*** Page ***

This series is not about AWS authentication so we won’t go into temporary credentials but later on you may be interested in that option too. Since we’re programmers and it takes a single line of code to set up a profile we’ll go with the programmatic options. Add the following line to Main:

Amazon.Util.ProfileManager.RegisterProfile("demo-aws-profile", "your access key id", "your secret access key");

I suggest you remove the code from the application later on in case you want to distribute it. Run the application and it should execute without exceptions. Next open app.config and add the appSettings section with the following elements:

<appSettings>
        <add key="AWSProfileName" value="demo-aws-profile"/>
</appSettings>

Storing the EMR handle

We’ll put all our test code into a separate class. Insert a cs file called EmrDemoService. We’ll need a method to build a handle to the service which is of type IAmazonElasticMapReduce:

private IAmazonElasticMapReduce GetEmrClient()

***

* _The exercise_: Transcribe the entire excerpt above on setting up an AWS profile for EMR, including every code line.

*** Dataset excerpts ***

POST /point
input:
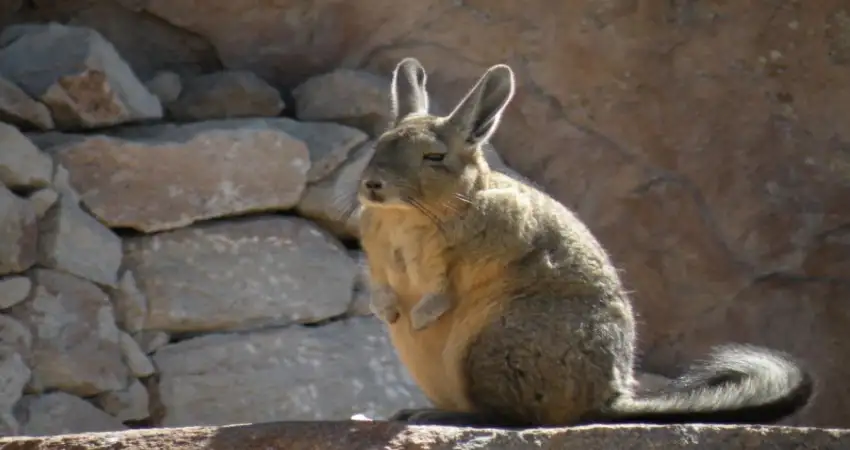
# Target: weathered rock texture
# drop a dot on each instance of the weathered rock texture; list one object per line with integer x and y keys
{"x": 349, "y": 435}
{"x": 705, "y": 143}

***

* _Full output_:
This series is not about AWS authentication so we won’t go into temporary credentials but later on you may be interested in that option too. Since we’re programmers and it takes a single line of code to set up a profile we’ll go with the programmatic options. Add the following line to Main:

Amazon.Util.ProfileManager.RegisterProfile("demo-aws-profile", "your access key id", "your secret access key");

I suggest you remove the code from the application later on in case you want to distribute it. Run the application and it should execute without exceptions. Next open app.config and add the appSettings section with the following elements:

<appSettings>
        <add key="AWSProfileName" value="demo-aws-profile"/>
</appSettings>

Storing the EMR handle

We’ll put all our test code into a separate class. Insert a cs file called EmrDemoService. We’ll need a method to build a handle to the service which is of type IAmazonElasticMapReduce:

private IAmazonElasticMapReduce GetEmrClient()